Texto seleccionado —
La moral no es un juego
Minutos antes de la medianoche del 30 de octubre de 2011 nacía en el Hospital Memorial José Fabella, de Manila, capital de Filipinas, una beba de 2,5 kg. Danica Camacho, hija de Florante Camacho y Camille Dalura, era la habitante número 7000 millones del planeta Tierra. Entre toda esa cantidad de personas no hay dos iguales. Nos las hubo en toda la historia. ¿Cómo sobrevive una especie que alberga tantas necesidades, miradas, deseos, prioridades y puntos de vista diferentes? El conflicto es natural e inherente a su existencia. Pero hay un factor común a todos los humanos: el deseo básico de preservar la vida.
Tras millones de años de existencia (hay mamíferos desde hace 350 millones de años), hemos desarrollado, para sobrevivir, una conducta social que podríamos llamar centrífuga. Ante todo cuido de mí. Pero sé que no podré sobrevivir solo. Entonces cuido de los míos. Sin embargo, no somos autosuficientes, por lo tanto es importante cuidar de la comunidad en la que estamos insertos. Ésta, a su vez, necesita de otras comunidades y procurará que subsistan. El círculo se amplía. Se convierte en una extensa red. En paralelo la diversidad se hace más evidente. Cuanto más nos alejamos del centro, más diferentes somos o creemos ser. Inconscientemente sabemos que de cada uno depende la supervivencia de la especie y que sólo si ésta existe puede vivir cada uno de nosotros y sus descendientes. Nace entonces la moralidad, como explica Patricia Churchland, doctora emérita en filosofía por la Universidad de San Diego, California, en su trabajo El cerebro moral.
En efecto, sin valores no hay vida social posible. La moral no es una cuestión abstracta para dilucidar en ratos de ocio. De que actuemos moralmente depende que sobrevivamos. Al contar con el neocórtex (la corteza más reciente y evolucionada del cerebro y asiento de la racionalidad, la reflexión, la capacidad de dilucidar, comprender, imaginar, crear lenguajes complejos, entender sentimientos, desarrollar la empatía), el cerebro se convierte, al decir de Churchland, en un órgano moral. Ese órgano nos permite comprender que decir la verdad ofrece una previsibilidad esencial para la supervivencia. Tan esencial como la confianza, como el respeto, como la gratitud, como la piedad, como la justicia, como la moderación.

Material proporcionado —

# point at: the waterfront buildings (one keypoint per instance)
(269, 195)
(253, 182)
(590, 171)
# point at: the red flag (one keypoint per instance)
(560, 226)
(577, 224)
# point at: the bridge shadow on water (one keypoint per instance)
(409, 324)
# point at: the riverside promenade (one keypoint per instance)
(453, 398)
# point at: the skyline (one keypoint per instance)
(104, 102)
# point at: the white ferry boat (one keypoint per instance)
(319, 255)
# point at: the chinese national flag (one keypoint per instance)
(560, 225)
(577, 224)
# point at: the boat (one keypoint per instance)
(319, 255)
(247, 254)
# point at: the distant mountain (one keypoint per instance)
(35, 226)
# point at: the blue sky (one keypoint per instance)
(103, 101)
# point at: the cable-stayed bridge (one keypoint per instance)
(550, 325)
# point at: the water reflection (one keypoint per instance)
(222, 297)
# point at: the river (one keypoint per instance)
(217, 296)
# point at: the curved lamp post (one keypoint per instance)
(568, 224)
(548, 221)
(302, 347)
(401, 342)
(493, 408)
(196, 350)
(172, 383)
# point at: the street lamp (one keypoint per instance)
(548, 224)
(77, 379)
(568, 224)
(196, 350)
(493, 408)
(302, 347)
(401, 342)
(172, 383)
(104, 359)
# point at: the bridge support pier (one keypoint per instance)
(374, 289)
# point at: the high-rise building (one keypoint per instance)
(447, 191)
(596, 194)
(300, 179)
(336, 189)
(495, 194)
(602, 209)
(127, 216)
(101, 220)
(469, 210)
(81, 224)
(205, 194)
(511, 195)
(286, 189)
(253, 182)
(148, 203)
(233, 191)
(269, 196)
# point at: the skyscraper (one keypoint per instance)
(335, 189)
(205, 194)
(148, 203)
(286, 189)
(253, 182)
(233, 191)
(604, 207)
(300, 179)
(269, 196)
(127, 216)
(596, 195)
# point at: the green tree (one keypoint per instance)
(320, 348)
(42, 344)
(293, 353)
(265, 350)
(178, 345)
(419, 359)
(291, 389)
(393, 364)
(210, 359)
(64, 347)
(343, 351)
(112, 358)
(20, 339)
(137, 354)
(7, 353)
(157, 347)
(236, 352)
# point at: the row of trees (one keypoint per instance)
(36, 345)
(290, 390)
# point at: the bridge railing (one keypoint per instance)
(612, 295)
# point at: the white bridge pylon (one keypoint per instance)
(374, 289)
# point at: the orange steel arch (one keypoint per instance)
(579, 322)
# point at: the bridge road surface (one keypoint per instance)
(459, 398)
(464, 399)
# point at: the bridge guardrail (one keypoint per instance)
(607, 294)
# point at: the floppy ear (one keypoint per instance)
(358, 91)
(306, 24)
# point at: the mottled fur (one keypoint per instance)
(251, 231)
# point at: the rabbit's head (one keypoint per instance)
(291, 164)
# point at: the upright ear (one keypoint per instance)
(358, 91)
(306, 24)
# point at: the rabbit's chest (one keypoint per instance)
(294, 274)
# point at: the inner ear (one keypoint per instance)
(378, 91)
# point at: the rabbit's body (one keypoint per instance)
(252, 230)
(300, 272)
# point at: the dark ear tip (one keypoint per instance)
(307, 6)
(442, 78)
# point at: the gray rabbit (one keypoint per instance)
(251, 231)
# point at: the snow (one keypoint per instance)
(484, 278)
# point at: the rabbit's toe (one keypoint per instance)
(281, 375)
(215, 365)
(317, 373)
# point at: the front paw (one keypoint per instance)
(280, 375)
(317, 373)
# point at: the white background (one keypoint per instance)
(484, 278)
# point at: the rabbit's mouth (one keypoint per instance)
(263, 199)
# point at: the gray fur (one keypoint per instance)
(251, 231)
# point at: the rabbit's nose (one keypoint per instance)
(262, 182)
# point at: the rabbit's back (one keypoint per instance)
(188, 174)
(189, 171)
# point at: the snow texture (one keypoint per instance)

Consigna 1 —
Responde estas preguntas con datos del texto sobre la moral:
(a) ¿En qué hospital nació Danica Camacho?
(b) ¿Desde hace cuántos años hay mamíferos?
(c) ¿Cómo se llama el trabajo de Patricia Churchland que se menciona?
Consigna 2 — Transcribe del texto sobre la moral el fragmento que va entre "En efecto, sin" y "como la moderación.", ambos incluidos.

Solución 1 —
(a) En el Hospital Memorial José Fabella, de Manila.
(b) Desde hace 350 millones de años.
(c) El cerebro moral.

Solución 2 —
En efecto, sin valores no hay vida social posible. La moral no es una cuestión abstracta para dilucidar en ratos de ocio. De que actuemos moralmente depende que sobrevivamos. Al contar con el neocórtex (la corteza más reciente y evolucionada del cerebro y asiento de la racionalidad, la reflexión, la capacidad de dilucidar, comprender, imaginar, crear lenguajes complejos, entender sentimientos, desarrollar la empatía), el cerebro se convierte, al decir de Churchland, en un órgano moral. Ese órgano nos permite comprender que decir la verdad ofrece una previsibilidad esencial para la supervivencia. Tan esencial como la confianza, como el respeto, como la gratitud, como la piedad, como la justicia, como la moderación.